• **Exercise details**: Omit the pictures from the listing below and print every remaining entry verbatim.

• **Records to use**:
● ● ● ● ● ● ●
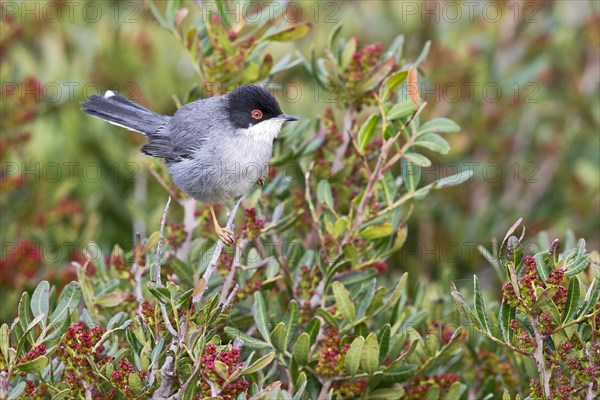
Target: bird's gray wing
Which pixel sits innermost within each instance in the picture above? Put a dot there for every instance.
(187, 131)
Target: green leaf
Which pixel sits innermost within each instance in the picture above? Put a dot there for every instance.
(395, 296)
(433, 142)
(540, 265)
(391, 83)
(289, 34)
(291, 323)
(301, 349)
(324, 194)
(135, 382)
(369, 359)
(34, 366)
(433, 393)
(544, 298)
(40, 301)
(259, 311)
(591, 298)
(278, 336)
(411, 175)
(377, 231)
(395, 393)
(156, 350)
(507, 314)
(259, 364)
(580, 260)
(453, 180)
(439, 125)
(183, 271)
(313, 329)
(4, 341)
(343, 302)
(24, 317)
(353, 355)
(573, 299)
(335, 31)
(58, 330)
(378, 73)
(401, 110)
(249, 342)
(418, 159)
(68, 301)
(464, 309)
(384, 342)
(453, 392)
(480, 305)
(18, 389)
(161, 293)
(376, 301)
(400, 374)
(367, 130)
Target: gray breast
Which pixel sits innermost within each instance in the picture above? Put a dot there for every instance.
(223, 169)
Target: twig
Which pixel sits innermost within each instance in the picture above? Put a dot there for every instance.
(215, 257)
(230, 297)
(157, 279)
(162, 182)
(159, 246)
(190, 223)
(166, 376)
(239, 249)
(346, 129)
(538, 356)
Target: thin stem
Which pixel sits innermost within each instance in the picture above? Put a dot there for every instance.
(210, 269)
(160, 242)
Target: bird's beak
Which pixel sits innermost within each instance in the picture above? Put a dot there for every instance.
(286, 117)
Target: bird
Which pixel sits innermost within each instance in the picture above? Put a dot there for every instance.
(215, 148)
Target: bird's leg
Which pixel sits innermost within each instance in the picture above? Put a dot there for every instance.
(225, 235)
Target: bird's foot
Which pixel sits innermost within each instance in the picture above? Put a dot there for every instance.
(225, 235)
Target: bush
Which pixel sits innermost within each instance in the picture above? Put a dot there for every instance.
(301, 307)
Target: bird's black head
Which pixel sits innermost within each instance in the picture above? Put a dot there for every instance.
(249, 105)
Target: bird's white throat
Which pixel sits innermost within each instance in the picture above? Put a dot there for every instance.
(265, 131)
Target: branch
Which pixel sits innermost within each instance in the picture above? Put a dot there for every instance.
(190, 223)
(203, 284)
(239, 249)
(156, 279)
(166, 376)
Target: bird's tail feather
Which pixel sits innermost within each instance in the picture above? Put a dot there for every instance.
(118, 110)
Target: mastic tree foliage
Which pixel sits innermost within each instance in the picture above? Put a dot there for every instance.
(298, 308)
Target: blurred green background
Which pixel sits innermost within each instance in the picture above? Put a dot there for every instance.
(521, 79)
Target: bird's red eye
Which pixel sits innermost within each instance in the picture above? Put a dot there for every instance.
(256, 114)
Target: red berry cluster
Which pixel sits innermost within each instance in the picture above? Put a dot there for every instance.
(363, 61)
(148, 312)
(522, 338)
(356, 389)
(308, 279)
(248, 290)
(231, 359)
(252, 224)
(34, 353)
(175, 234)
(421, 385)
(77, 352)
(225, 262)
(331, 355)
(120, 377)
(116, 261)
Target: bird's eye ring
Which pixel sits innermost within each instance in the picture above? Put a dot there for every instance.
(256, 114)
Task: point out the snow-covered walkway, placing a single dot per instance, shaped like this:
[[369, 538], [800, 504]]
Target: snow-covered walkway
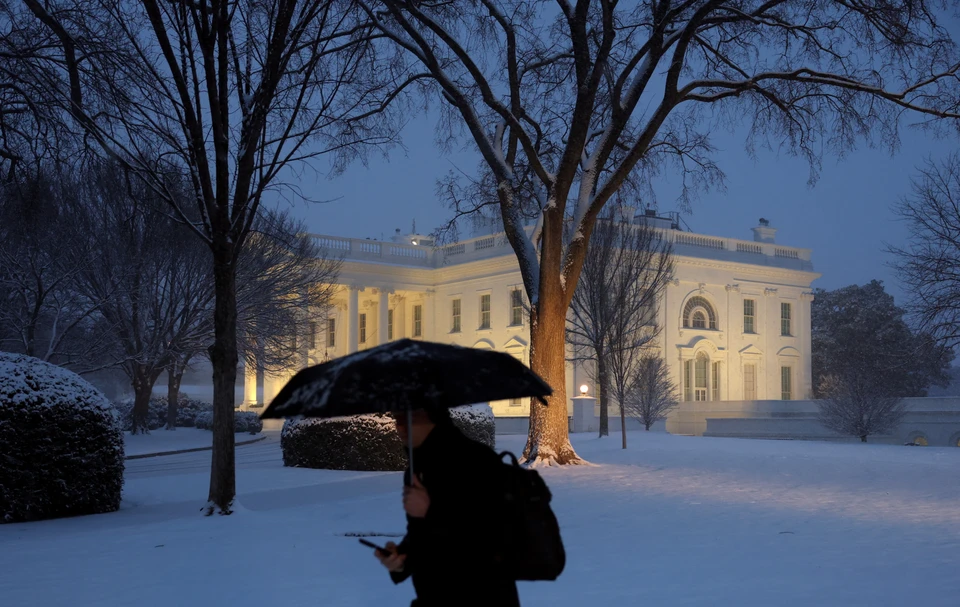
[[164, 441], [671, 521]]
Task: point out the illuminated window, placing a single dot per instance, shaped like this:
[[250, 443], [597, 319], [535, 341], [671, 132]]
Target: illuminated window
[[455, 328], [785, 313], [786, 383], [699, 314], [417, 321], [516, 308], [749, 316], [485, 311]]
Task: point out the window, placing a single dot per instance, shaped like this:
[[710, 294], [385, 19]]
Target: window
● ● ● ● ● ● ●
• **Answer**:
Target: bird's gray wing
Which pixel sits innermost within each instance in the picture above? Put a dot there for every instance.
(187, 131)
Target: green leaf
Which pixel sits innermost within each instance in the picture above? Put a dot there for every instance.
(395, 296)
(433, 142)
(540, 265)
(391, 83)
(289, 34)
(291, 323)
(301, 349)
(324, 194)
(135, 382)
(369, 359)
(34, 366)
(433, 393)
(544, 298)
(40, 301)
(259, 311)
(591, 298)
(278, 336)
(411, 175)
(377, 231)
(395, 393)
(156, 350)
(507, 314)
(259, 364)
(580, 260)
(453, 180)
(439, 125)
(183, 271)
(313, 329)
(4, 341)
(343, 302)
(24, 317)
(353, 355)
(573, 299)
(335, 31)
(58, 330)
(378, 73)
(401, 110)
(249, 342)
(418, 159)
(68, 301)
(464, 309)
(384, 342)
(453, 392)
(480, 305)
(18, 389)
(161, 293)
(376, 301)
(400, 374)
(367, 130)
Target: gray breast
Which pixel sits innermost within each instance in the picture above? Put a dot there for every instance.
(223, 169)
Target: twig
Which pixel sits innermost within each instance in the picture above? Put a dot there for every instance.
(215, 257)
(230, 297)
(157, 279)
(162, 182)
(159, 246)
(190, 223)
(166, 376)
(239, 249)
(346, 129)
(538, 356)
Target: thin stem
Which pixel sits innermost within each instance in the picture above? Put a dot there for every instance.
(210, 269)
(160, 242)
Target: bird's beak
Which pixel sits innermost within each instance in the picture above? Put a dot there for every instance.
(286, 117)
Target: bird
Which pixel sits innermost within each instance in the picture above? Put a dot there for every instance.
(215, 148)
Target: bird's leg
Which pixel sits innermost within each instance in the picture above? Put a dot there for every instance.
(225, 235)
Target: bird's foot
Which pixel sits innermost within each instance in the picture above? Put a dot there for every instance.
(225, 235)
Target: bush
Which pixel sits innermost within each instance in the picture above? Put a dot there for every instance.
(301, 307)
Target: bird's black head
Which pixel sits innermost within each instance in the picture above? Put a dot there for every instance.
(249, 105)
Target: bird's white throat
Which pixel sits innermost within each instance in the picture above? Put a dot there for every instance.
(265, 131)
Target: branch
Which pixel sits innermost within each instance in the picture above? Put a dot there for every instance.
(190, 223)
(203, 284)
(239, 249)
(156, 279)
(166, 376)
Target: bird's tail feather
Which pixel sits innermost within each instance in the picture above? Put a dot there for every instance.
(118, 110)
Target: mastic tree foliage
Which pixel sits innermost within each instance in the picture above? Put a dot there for every instance.
(298, 308)
Target: blurred green background
Which pixel sits innermost within each instance in the picture above? Put a dot there for every instance.
(521, 79)
Target: bird's red eye
Which pixel sits innermost within each instance in the picture above? Put a dot there for every instance.
(256, 114)
Target: red berry cluster
Which pixel sits innermost within each instance in the picture above? Put a dot there for every instance.
(363, 61)
(148, 312)
(522, 338)
(356, 389)
(308, 279)
(248, 290)
(231, 359)
(252, 224)
(34, 353)
(175, 234)
(421, 385)
(77, 352)
(225, 262)
(331, 355)
(120, 377)
(116, 261)
Target: bird's eye ring
Which pixel sits innermost within each instance in the picture above? Put a dot there for every instance.
(256, 114)
Task: point out the snow-covered walkway, placing a single dot per instance, shaped like this:
[[369, 538], [800, 504]]
Target: snow-covered walkway
[[164, 441], [671, 521]]
Task: point out the illuminated window, placing a single dot per instance, shaped like this:
[[250, 443], [597, 319], [535, 341], [671, 132]]
Target: illuminated window
[[455, 328], [785, 313], [786, 383], [699, 314], [417, 321], [516, 308], [749, 316], [485, 311]]
Task: point out the window, placing a single dot per instance, shaped like this:
[[710, 294], [385, 19]]
Target: window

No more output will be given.